◆ Directions for this task: In the news excerpt about a naloxone booth at a medical conference, render this sentence in Spanish: "The gleaming white booth towered over the medical conference in Italy in October, advertising a new brand of antidote for opioid overdoses."

(AP) — The gleaming white booth towered over the medical conference in Italy in October, advertising a new brand of antidote for opioid overdoses. "Be prepared. Get naloxone. Save a life," the slogan on its walls said.
Some conference attendees were stunned when they saw the company logo: Mundipharma, the international affiliate of Purdue Pharma — the maker of the blockbuster opioid OxyContin, widely blamed for unleashing the American overdose epidemic.
Now they were cashing in on a cure.
"You're in the business of selling medicine that causes addiction and overdoses, and now you're in the business of selling medicine that treats addiction and overdoses?" asked Dr. Andrew Kolodny, an outspoken critic of Purdue, who has testified against the company in court.
"That's pretty clever, isn't it?"

◆ Dataset extract:

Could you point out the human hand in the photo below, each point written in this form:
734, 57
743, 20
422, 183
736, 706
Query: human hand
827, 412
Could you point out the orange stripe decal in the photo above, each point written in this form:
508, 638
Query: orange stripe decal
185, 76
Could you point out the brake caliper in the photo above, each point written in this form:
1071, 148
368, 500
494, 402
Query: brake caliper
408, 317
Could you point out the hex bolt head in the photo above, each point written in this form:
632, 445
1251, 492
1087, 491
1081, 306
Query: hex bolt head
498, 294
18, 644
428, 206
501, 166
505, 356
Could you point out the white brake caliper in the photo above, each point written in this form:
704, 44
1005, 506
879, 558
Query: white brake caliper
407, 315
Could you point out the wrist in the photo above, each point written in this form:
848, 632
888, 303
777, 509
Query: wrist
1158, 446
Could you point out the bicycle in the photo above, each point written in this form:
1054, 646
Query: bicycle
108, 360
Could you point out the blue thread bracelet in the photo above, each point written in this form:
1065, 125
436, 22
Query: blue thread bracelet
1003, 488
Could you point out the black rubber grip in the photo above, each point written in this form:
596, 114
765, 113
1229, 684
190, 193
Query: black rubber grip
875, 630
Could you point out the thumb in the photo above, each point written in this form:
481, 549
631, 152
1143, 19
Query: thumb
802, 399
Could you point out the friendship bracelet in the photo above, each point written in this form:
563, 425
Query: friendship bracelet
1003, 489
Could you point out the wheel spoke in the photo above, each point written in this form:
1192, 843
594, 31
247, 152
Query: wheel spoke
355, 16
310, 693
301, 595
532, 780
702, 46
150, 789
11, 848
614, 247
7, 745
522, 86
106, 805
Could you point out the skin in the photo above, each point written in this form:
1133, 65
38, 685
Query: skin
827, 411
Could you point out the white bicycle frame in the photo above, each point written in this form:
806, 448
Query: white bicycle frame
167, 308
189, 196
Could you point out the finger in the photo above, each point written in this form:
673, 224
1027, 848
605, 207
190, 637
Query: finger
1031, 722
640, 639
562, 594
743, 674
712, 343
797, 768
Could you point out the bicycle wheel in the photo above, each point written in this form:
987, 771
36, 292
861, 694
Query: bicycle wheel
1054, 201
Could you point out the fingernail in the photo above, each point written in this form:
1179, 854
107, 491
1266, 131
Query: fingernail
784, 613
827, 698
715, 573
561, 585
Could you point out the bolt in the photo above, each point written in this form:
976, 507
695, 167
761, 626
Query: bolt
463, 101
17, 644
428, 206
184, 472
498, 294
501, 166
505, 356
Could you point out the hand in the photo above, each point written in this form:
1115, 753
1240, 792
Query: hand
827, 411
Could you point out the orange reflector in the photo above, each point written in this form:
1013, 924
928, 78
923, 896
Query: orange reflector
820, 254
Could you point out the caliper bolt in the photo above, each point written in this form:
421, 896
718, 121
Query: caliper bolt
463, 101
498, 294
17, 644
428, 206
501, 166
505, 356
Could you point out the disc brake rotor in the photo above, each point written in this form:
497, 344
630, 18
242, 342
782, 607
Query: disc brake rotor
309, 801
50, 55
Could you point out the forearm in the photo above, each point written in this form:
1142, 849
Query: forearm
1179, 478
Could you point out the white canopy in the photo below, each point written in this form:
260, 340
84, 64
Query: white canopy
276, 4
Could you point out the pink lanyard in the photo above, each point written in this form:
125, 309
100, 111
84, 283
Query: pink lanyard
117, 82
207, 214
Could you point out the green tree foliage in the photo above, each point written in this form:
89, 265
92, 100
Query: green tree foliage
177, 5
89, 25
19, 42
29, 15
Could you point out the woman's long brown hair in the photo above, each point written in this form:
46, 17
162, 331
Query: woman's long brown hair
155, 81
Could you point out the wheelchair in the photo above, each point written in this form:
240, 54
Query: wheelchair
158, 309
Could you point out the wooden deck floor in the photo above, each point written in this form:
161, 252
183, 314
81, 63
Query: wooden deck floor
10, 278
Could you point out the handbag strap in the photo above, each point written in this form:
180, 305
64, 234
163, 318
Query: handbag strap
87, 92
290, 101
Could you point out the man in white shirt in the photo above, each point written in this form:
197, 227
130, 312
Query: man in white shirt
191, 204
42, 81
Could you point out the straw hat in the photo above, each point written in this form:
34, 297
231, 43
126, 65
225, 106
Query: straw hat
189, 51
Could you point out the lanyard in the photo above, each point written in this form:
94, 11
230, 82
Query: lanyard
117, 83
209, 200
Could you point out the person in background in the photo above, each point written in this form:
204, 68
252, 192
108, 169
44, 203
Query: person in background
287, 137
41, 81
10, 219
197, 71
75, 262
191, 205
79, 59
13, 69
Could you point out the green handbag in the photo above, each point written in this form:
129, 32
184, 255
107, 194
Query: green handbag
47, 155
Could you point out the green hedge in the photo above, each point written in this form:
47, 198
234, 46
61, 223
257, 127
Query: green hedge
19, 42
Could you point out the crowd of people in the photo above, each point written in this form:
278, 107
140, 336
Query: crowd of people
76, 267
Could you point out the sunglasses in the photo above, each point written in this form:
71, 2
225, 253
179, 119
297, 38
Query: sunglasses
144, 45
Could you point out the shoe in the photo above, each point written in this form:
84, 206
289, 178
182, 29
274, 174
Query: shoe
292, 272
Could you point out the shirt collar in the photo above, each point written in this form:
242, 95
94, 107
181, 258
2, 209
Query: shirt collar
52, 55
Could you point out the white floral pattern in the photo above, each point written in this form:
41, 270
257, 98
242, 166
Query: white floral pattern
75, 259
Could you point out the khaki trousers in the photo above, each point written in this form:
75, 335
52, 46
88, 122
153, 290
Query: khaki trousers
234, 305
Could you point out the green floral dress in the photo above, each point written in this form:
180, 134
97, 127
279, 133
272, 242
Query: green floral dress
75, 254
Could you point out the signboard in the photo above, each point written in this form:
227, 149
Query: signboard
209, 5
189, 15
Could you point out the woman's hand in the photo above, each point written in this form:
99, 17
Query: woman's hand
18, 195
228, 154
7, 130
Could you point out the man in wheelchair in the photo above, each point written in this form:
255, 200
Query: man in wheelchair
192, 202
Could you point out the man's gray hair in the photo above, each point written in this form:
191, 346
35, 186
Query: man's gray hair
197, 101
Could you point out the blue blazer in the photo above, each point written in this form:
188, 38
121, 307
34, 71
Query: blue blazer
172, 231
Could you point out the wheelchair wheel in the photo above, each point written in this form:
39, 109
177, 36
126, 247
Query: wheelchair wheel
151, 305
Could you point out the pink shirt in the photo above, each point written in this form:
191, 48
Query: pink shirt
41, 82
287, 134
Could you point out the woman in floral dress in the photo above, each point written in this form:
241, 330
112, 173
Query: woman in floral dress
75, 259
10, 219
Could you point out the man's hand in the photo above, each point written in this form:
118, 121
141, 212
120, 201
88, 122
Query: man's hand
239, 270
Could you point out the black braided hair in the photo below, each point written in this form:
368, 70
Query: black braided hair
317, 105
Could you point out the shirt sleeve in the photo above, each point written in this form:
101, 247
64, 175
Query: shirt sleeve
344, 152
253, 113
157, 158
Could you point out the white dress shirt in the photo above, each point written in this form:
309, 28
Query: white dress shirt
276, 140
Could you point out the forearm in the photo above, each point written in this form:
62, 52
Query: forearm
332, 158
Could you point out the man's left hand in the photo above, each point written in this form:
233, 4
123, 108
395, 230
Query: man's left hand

◆ Result for this exercise: El reluciente stand blanco dominaba la conferencia médica celebrada en Italia en octubre y anunciaba una nueva marca de antídoto contra las sobredosis de opioides.